#### What you will do:
Write the next part of the optical recording medium passage, picking up after its last sentence.

#### Given passage:
* * * * * * * * *

Furthermore, since the extinction coefficient of the second recording film 14R of the second information layer 14 is 0.4 or less, the light reflected from the first information layer 12 is also absorbed to a lesser extent by the second information layer 14. Therefore, the effect of increasing the amount of the reflected light reaching a photodetector 24 can be obtained. Accordingly, even when the output power levels of the reproducing laser beams projected onto the first and second information layers 12 and 14 are the same, the light beams reflected from the two information layers can be detected by the photodetector 24 such that the detected reflectivity values are close to each other.
Next, a description will be given of a second exemplary embodiment of the present invention.
In the optical recording medium 10 according to the first exemplary embodiment, the light absorbing film 12A is disposed so as to come into contact with a surface of the first recording film 12R on the substrate 18 side. However, as shown in FIG. 3, an optical recording medium 30 according to the second exemplary embodiment is characterized in that the light absorbing film 12A is disposed so as to come into contact with a surface of the first recording film 12R on the cover layer 20 side. Since other components are the same as those of the optical recording medium 10, the same reference numerals as in FIGS. 1 and 2 are used, and a redundant description is omitted.
As described above, the light absorbing film 12A is disposed so as to come into contact with the surface of the first recording film 12R on the cover layer 20 side. Even in this case, as in the case in which the light absorbing film 12A is disposed so as to come into contact with the surface of the first recording film 12R on the substrate 18 side, when the extinction coefficient of the first recording film 12R of the first information layer 12 is small, the light absorbing film 12A absorbs the laser beam, so that the irradiated area in the first information layer 12 is sufficiently heated. Accordingly, recording marks as good as those formed in the second information layer 14 can be formed in the first information layer 12.
A description will now be given of a third exemplary embodiment of the present invention.
In the optical recording medium 10 according to the first exemplary embodiment, the light absorbing film 12A is disposed so as to come into contact with the surface of the first recording film 12R on the substrate 18 side. However, as shown in FIG. 4, an optical recording medium 40 according to the third exemplary embodiment is characterized in that the light absorbing film 12A is disposed on both sides of the first recording film 12R so as to come into contact therewith. Since other components are the same as those of the optical recording medium 10, the same reference numerals as in FIGS. 1 and 2 are used, and a redundant description is omitted.

* * * * * * * * *

(Records from a collection)
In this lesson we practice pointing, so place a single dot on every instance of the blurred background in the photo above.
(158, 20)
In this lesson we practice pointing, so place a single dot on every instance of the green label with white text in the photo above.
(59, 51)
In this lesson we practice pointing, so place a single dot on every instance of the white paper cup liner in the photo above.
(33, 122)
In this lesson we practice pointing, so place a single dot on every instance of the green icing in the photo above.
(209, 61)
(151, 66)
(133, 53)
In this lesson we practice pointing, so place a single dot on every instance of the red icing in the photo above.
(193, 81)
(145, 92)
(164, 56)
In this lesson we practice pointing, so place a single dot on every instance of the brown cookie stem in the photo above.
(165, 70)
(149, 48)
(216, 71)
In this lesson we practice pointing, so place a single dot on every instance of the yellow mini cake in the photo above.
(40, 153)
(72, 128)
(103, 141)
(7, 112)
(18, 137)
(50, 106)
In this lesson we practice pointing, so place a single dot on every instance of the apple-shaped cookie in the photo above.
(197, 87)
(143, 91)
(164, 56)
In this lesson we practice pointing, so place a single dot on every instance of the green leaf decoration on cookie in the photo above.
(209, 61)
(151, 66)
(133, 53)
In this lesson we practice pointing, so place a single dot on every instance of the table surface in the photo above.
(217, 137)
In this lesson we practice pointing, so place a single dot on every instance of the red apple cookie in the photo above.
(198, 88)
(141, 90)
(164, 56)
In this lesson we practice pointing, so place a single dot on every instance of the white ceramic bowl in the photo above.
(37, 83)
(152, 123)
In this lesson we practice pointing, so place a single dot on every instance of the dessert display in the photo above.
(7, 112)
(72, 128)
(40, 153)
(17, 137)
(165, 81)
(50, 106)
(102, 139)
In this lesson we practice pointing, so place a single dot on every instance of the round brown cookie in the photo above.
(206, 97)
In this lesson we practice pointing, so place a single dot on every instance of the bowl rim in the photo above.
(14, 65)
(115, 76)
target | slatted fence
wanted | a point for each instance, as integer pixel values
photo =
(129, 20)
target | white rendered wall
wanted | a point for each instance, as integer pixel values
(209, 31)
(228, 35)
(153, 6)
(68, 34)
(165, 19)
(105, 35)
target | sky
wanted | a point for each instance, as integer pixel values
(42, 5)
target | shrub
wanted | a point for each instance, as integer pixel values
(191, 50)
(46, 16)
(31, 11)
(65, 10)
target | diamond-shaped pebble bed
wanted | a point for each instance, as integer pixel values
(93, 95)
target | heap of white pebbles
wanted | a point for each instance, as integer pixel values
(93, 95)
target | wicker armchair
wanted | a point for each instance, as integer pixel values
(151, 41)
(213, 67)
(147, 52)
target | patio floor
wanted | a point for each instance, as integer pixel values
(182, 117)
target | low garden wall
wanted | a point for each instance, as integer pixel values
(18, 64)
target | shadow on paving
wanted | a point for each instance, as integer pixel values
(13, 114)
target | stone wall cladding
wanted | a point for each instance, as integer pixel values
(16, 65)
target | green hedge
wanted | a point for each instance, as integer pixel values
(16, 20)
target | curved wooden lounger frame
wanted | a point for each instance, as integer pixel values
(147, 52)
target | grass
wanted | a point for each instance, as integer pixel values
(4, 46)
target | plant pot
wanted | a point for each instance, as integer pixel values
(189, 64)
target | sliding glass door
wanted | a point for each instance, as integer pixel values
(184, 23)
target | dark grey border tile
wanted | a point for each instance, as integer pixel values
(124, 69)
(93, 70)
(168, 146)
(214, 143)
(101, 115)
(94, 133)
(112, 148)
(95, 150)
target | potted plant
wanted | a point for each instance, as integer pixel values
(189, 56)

* * * * * * * * *

#### Output for this exercise:
As described above, the light absorbing film 12A is disposed on both the sides of the first recording film 12R so as to come into contact therewith. Even in this case, as in the case in which the light absorbing film 12A is disposed so as to come into contact with the surface of the first recording film 12R on the substrate 18 side, even when the extinction coefficient of the first recording film 12R of the first information layer 12 is small, each light absorbing film 12A absorbs the laser beam, so that the irradiated area in the first information layer 12 is sufficiently heated. Accordingly, recording marks as good as those formed in the second information layer 14 can be formed in the first information layer 12.
A description will now be given of a fourth exemplary embodiment of the present invention.
As described above, the optical recording medium 10 according to the first exemplary embodiment is of a two-layer recording type and includes the first and second information layers 12 and 14. However, as shown in FIG. 5, an optical recording medium 50 according to the fourth exemplary embodiment is characterized in that the medium is of a three-layer recording type and includes, in addition to the first and second information layers 12 and 14, a third information layer 52. The third information layer 52 is placed between the second information layer 14 and the cover layer 20.
The third information layer 52 includes a third recording film 52R and further includes a dielectric film 52D for protecting the third recording film 52R on both sides thereof. Note that the third information layer 52 does not have any light absorbing films. However, the second information layer 14 includes the second recording film 14R and also a light absorbing film 14A.
Since other components are the same as those of the optical recording medium 10, the same reference numerals as in FIGS. 1 and 2 are used, and a redundant description is omitted.
The same material used to form the first and second recording films 12R and 14R may be used as the material forming the third recording film 52R. In an optical recording medium having three or more information layers as in the fourth exemplary embodiment, it is particularly important for each of the information layers to have a high transmittance, and the extinction coefficient of the recording film of the each of the information layers is preferably 0.2 or less. Preferably, a material which consists essentially of Bi, O, and M (M is at least one element selected from the group consisting of Mg, Ca, Ti, Zr, Nb, Zn, Al, Si, Ge, Sn, Sb, Na, and K) and in which the ratio of the number of O atoms to the total number of all the atoms constituting the material is 62% or more may be used as the material forming the recording film. In this case, a recording film having a small extinction coefficient and a high transmittance can be provided, which is suitable for the recording film for an optical recording medium having three or more information layers. Preferably, the thickness of the third recording film 52R is substantially the same as the thicknesses of the first and second recording films 12R and 14R.
The same material used to form the light absorbing film 12A of the first information layer 12 may be used as the material forming the light absorbing film 14A of the second information layer 14. Preferably, the light absorbing film 14A of the second information layer 14 is thinner than the light absorbing film 12A of the first information layer 12.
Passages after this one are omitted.